__Short exercise 1__: Repeat the records word for word, from their first line through the line holding "[(134, 54)]", inclusive.

__Page excerpt__:
· · · · · · ·

Re: [HACKERS] Custom compression methods

From: Dilip Kumar <dilipbalaut(at)gmail(dot)com>
To: Robert Haas <robertmhaas(at)gmail(dot)com>
Cc: Justin Pryzby <pryzby(at)telsasoft(dot)com>, Tomas Vondra <tomas(dot)vondra(at)2ndquadrant(dot)com>, Alexander Korotkov <a(dot)korotkov(at)postgrespro(dot)ru>, David Steele <david(at)pgmasters(dot)net>, Ildus Kurbangaliev <i(dot)kurbangaliev(at)gmail(dot)com>, Dmitry Dolgov <9erthalion6(at)gmail(dot)com>, PostgreSQL Hackers <pgsql-hackers(at)lists(dot)postgresql(dot)org>
Subject: Re: [HACKERS] Custom compression methods
Date: 2021-02-16 14:20:35
Message-ID: CAFiTN-vgkoXYqqtJxwqvh_UjZ7WZhN=-485YWSVW_U6_L9KOQQ@mail.gmail.com
Views: Raw Message | Whole Thread | Download mbox | Resend email
Thread:
Lists: pgsql-hackers

On Sat, Feb 13, 2021 at 8:14 PM Dilip Kumar <dilipbalaut(at)gmail(dot)com> wrote:
>
> On Thu, Feb 11, 2021 at 8:17 PM Robert Haas <robertmhaas(at)gmail(dot)com> wrote:
> >
> > On Thu, Feb 11, 2021 at 7:36 AM Dilip Kumar <dilipbalaut(at)gmail(dot)com> wrote:
> > > W.R.T the attached patch, In HeapTupleHeaderGetDatum, we don't even
> > > attempt to detoast if there is no external field in the tuple, in POC
> > > I have got rid of that check, but I think we might need to do better.

· · · · · · ·

__The data__:

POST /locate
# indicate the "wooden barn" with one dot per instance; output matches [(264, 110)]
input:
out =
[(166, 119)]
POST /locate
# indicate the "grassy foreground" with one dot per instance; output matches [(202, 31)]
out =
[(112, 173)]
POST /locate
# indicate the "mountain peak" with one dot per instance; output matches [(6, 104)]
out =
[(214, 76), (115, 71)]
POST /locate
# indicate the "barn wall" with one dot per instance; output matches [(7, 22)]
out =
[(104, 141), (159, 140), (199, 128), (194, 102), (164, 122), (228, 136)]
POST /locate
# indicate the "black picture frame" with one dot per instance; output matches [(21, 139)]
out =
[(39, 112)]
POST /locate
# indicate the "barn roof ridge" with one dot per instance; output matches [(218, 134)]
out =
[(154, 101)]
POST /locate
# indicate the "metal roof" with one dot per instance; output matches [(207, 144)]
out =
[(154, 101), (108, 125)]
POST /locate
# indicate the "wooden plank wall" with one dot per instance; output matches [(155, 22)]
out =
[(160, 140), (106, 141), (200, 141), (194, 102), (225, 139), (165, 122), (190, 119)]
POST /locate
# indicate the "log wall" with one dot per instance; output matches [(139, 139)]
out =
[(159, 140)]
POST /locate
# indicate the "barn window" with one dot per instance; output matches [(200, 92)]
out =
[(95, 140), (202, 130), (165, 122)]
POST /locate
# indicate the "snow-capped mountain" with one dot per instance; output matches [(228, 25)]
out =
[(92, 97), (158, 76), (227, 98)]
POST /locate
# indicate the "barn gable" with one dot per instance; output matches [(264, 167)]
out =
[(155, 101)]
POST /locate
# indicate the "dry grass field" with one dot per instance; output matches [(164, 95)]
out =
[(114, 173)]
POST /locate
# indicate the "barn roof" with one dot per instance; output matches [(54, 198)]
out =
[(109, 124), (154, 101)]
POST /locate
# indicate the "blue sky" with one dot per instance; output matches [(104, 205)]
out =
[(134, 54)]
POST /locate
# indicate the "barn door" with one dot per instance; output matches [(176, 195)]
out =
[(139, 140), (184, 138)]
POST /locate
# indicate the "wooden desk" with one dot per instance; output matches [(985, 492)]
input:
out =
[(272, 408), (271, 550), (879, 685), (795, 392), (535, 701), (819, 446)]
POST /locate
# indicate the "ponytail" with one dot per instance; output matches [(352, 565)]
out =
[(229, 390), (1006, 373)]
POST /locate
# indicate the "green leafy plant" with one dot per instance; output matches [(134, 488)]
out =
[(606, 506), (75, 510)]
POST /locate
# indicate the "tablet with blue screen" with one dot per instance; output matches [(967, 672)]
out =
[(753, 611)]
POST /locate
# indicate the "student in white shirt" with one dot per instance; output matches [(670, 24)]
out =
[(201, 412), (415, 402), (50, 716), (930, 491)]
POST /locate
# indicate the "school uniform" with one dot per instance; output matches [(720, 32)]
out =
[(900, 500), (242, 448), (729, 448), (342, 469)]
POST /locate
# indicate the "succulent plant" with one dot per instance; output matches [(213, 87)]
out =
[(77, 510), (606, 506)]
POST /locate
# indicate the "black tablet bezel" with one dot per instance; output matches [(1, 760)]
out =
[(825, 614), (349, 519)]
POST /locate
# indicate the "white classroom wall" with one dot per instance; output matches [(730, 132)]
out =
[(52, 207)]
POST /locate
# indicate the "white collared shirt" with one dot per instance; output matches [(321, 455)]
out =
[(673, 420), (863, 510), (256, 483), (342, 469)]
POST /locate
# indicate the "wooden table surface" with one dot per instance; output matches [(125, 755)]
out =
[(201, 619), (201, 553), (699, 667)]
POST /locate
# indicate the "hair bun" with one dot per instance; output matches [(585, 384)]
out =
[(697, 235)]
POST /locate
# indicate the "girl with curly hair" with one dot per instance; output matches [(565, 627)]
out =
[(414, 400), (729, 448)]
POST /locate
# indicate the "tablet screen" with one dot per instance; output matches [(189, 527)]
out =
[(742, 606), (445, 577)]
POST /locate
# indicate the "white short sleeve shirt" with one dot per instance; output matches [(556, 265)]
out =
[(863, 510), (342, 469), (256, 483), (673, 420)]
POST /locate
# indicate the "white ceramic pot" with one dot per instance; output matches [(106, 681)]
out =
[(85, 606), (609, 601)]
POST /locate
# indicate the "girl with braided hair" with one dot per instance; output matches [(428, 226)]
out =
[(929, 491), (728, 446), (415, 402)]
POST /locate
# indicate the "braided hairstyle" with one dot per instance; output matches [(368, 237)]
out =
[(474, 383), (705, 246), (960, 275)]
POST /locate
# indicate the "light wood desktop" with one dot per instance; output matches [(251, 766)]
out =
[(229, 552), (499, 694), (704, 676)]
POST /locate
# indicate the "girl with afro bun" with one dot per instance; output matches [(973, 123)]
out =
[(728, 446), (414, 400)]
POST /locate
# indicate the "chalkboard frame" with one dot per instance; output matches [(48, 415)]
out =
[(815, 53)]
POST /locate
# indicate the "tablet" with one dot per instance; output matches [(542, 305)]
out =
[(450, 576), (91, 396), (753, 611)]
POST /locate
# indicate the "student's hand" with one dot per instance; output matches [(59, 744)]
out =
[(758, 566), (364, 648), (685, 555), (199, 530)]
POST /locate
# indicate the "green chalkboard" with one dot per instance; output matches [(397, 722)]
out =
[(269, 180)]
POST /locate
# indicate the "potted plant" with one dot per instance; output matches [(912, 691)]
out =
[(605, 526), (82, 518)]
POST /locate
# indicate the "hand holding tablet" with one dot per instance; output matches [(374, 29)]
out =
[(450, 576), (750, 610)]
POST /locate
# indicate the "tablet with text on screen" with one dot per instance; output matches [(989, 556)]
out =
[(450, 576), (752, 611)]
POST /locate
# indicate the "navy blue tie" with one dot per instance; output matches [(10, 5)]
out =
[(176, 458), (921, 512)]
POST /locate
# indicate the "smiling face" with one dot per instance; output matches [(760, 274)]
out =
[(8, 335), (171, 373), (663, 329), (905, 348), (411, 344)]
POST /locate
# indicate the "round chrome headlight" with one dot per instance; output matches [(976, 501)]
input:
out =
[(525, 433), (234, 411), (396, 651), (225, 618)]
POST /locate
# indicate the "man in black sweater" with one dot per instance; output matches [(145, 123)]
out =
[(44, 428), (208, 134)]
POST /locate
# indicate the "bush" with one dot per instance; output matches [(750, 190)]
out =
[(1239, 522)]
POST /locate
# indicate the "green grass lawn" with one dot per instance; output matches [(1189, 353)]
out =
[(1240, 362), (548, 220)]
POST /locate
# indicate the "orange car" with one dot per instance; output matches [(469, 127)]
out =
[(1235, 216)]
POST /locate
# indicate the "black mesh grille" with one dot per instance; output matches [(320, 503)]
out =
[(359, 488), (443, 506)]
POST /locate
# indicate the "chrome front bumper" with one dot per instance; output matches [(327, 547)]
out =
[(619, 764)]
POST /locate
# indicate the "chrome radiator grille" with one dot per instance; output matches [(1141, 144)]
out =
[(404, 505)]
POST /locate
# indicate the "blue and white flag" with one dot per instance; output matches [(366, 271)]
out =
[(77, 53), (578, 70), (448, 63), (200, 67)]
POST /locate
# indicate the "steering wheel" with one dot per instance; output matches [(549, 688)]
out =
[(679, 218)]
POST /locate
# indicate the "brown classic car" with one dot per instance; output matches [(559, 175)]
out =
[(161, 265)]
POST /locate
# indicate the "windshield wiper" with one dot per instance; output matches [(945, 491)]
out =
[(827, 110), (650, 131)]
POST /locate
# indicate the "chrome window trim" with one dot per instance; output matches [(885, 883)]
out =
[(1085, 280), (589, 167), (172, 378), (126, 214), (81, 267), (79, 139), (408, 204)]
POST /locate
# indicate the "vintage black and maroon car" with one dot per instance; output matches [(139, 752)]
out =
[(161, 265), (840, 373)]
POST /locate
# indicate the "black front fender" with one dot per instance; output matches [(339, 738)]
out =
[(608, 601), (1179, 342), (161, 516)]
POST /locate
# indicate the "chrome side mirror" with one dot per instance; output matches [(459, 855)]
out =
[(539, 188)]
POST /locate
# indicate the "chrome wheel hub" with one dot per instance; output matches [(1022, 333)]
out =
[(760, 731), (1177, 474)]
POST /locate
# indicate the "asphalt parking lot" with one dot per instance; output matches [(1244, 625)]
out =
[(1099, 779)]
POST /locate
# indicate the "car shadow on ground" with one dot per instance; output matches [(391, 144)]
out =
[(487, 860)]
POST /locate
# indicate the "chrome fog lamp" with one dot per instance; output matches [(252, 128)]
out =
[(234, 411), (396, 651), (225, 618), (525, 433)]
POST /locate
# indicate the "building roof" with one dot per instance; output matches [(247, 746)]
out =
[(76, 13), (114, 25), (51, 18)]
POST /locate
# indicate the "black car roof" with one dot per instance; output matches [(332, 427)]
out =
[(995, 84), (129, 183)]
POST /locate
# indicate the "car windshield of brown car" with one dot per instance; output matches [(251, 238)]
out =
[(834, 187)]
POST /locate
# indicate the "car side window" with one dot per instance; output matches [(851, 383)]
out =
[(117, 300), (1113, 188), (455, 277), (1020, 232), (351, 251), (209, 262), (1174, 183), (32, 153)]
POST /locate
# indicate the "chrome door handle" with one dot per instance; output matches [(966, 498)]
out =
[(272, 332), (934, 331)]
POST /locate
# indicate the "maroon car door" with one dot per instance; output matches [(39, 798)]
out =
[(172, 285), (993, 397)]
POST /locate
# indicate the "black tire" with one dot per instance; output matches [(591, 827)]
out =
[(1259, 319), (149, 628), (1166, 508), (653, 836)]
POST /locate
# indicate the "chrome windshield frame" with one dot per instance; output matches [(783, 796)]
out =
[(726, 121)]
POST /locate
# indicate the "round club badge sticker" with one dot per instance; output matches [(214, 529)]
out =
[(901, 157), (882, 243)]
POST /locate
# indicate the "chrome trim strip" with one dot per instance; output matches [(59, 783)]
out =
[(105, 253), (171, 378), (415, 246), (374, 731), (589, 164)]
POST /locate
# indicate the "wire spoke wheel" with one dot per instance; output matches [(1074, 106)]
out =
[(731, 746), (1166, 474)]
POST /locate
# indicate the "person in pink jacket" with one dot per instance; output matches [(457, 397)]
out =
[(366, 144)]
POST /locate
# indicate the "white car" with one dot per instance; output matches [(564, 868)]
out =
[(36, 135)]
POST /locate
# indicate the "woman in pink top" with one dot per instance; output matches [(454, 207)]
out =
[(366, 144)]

· · · · · · ·

__Short exercise 2__: In the mailing list reply about custom compression methods, write out the passage between "On Sat, Feb" and "to do better.", inclusive, swapping "detoast" for "decompress".

__Written response 1__:
POST /locate
# indicate the "wooden barn" with one dot per instance; output matches [(264, 110)]
input:
out =
[(166, 119)]
POST /locate
# indicate the "grassy foreground" with one dot per instance; output matches [(202, 31)]
out =
[(112, 173)]
POST /locate
# indicate the "mountain peak" with one dot per instance; output matches [(6, 104)]
out =
[(214, 76), (115, 71)]
POST /locate
# indicate the "barn wall" with one dot per instance; output matches [(7, 22)]
out =
[(104, 141), (159, 140), (199, 128), (194, 102), (164, 122), (228, 136)]
POST /locate
# indicate the "black picture frame" with one dot per instance; output matches [(21, 139)]
out =
[(39, 112)]
POST /locate
# indicate the "barn roof ridge" with one dot per instance; output matches [(218, 134)]
out =
[(154, 101)]
POST /locate
# indicate the "metal roof" with one dot per instance; output matches [(207, 144)]
out =
[(154, 101), (108, 125)]
POST /locate
# indicate the "wooden plank wall" with one dot per instance; output matches [(155, 22)]
out =
[(160, 140), (106, 141), (200, 141), (194, 102), (225, 139), (165, 122), (190, 119)]
POST /locate
# indicate the "log wall" with one dot per instance; output matches [(139, 139)]
out =
[(159, 140)]
POST /locate
# indicate the "barn window" with one dot per instance; output matches [(200, 92)]
out =
[(95, 140), (202, 130), (165, 122)]
POST /locate
# indicate the "snow-capped mountain" with one dot per instance; output matches [(228, 25)]
out =
[(92, 97), (158, 76), (227, 98)]
POST /locate
# indicate the "barn gable" with one dot per instance; output matches [(264, 167)]
out =
[(155, 101)]
POST /locate
# indicate the "dry grass field" with one dot per instance; output matches [(164, 95)]
out =
[(114, 173)]
POST /locate
# indicate the "barn roof" with one dot per instance; output matches [(54, 198)]
out =
[(109, 124), (154, 101)]
POST /locate
# indicate the "blue sky" with one dot per instance; output matches [(104, 205)]
out =
[(134, 54)]

__Written response 2__:
On Sat, Feb 13, 2021 at 8:14 PM Dilip Kumar <dilipbalaut(at)gmail(dot)com> wrote:
>
> On Thu, Feb 11, 2021 at 8:17 PM Robert Haas <robertmhaas(at)gmail(dot)com> wrote:
> >
> > On Thu, Feb 11, 2021 at 7:36 AM Dilip Kumar <dilipbalaut(at)gmail(dot)com> wrote:
> > > W.R.T the attached patch, In HeapTupleHeaderGetDatum, we don't even
> > > attempt to decompress if there is no external field in the tuple, in POC
> > > I have got rid of that check, but I think we might need to do better.